Gather every line in the records below that contains the word "zebra".

==============================

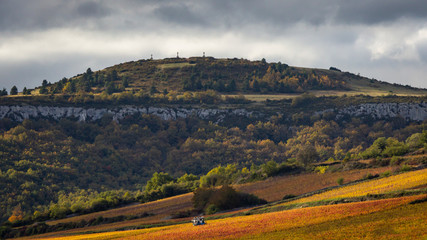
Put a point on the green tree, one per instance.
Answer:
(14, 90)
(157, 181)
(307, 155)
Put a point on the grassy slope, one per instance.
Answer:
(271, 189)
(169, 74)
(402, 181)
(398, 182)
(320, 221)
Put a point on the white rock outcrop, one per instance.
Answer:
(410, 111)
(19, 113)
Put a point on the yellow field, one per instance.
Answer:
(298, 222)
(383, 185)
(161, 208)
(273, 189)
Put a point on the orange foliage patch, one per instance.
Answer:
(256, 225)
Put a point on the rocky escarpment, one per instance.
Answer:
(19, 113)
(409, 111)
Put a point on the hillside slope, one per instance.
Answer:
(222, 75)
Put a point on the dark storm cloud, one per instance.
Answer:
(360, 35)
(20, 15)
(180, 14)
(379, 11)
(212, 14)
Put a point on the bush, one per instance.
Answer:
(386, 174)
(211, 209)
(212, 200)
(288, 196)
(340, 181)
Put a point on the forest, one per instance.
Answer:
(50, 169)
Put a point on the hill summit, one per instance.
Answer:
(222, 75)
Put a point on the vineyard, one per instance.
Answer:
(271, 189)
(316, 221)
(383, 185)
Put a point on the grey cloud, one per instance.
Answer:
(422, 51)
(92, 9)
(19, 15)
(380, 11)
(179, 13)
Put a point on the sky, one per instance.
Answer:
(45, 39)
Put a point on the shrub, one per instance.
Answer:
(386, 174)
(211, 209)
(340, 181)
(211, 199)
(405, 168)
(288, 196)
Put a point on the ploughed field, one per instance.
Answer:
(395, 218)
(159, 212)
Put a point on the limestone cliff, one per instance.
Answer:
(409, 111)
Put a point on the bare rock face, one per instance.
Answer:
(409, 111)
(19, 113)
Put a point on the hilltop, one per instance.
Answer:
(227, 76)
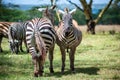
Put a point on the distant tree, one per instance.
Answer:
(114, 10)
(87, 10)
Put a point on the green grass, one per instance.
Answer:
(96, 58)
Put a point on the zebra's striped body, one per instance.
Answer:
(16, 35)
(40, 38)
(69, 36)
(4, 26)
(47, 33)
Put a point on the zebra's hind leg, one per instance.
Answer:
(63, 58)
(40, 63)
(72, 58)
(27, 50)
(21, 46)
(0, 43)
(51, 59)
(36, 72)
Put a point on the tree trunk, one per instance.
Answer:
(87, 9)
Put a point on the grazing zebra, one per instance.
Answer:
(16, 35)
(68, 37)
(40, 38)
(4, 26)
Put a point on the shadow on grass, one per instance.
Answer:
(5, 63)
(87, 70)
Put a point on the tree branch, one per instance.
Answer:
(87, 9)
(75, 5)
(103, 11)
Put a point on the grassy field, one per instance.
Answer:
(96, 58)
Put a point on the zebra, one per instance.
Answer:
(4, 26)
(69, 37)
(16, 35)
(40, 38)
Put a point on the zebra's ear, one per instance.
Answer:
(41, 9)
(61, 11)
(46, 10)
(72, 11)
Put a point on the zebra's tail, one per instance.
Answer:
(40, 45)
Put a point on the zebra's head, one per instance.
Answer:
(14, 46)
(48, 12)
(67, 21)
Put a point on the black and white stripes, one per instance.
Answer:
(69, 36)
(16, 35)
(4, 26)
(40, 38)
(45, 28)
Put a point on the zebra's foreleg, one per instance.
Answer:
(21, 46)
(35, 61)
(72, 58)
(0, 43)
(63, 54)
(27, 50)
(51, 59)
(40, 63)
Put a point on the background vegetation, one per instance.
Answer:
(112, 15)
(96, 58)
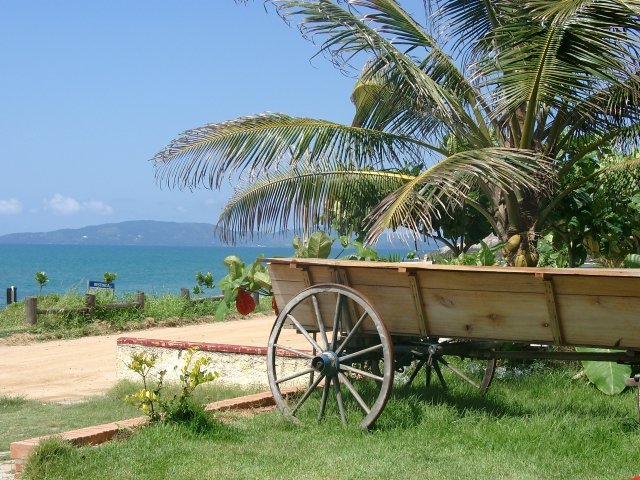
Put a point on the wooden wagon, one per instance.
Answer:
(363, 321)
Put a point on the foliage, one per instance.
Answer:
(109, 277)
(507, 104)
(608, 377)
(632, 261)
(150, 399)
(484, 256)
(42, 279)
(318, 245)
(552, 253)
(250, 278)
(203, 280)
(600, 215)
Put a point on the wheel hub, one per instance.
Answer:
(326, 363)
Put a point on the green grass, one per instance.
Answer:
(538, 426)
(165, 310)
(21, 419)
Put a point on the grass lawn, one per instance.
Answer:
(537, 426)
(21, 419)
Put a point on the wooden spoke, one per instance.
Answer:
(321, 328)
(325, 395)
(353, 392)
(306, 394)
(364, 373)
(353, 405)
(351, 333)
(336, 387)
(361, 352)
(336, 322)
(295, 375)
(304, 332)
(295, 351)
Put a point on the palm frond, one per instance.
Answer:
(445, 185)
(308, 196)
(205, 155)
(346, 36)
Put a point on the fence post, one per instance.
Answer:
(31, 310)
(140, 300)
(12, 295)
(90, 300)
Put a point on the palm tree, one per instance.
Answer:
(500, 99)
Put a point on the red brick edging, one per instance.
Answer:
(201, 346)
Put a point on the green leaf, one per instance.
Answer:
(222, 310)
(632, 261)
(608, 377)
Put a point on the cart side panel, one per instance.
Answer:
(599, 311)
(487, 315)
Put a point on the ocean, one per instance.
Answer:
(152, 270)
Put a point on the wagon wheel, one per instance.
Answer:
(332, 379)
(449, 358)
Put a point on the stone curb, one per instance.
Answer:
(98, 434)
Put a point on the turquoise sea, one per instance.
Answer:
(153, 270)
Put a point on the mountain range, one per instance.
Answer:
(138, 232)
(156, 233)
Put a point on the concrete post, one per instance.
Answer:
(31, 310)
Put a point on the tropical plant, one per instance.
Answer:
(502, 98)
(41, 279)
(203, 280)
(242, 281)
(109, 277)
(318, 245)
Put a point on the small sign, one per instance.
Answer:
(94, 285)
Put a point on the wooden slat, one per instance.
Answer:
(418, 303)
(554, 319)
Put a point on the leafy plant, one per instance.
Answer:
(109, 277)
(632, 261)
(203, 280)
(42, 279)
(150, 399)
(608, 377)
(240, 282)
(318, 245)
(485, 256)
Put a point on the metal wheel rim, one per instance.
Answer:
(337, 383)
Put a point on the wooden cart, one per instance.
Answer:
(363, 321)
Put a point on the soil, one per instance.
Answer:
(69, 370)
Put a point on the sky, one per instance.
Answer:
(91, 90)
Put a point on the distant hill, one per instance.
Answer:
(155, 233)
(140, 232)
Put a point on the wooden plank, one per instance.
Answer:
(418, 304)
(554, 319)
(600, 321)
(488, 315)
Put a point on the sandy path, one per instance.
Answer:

==============================

● Solution to this problem
Put a point on the zebra's striped body, one per instance.
Put a point on the zebra's hind leg, one per instance.
Put a point on the grazing zebra, one per instance.
Put a point on the zebra, one per instance.
Put a point on the zebra's ear, one per instance.
Put a point on the zebra's tail, one per instance.
Put a point on the zebra's head, one per instance.
Put a point on the zebra's foreleg, one per instance.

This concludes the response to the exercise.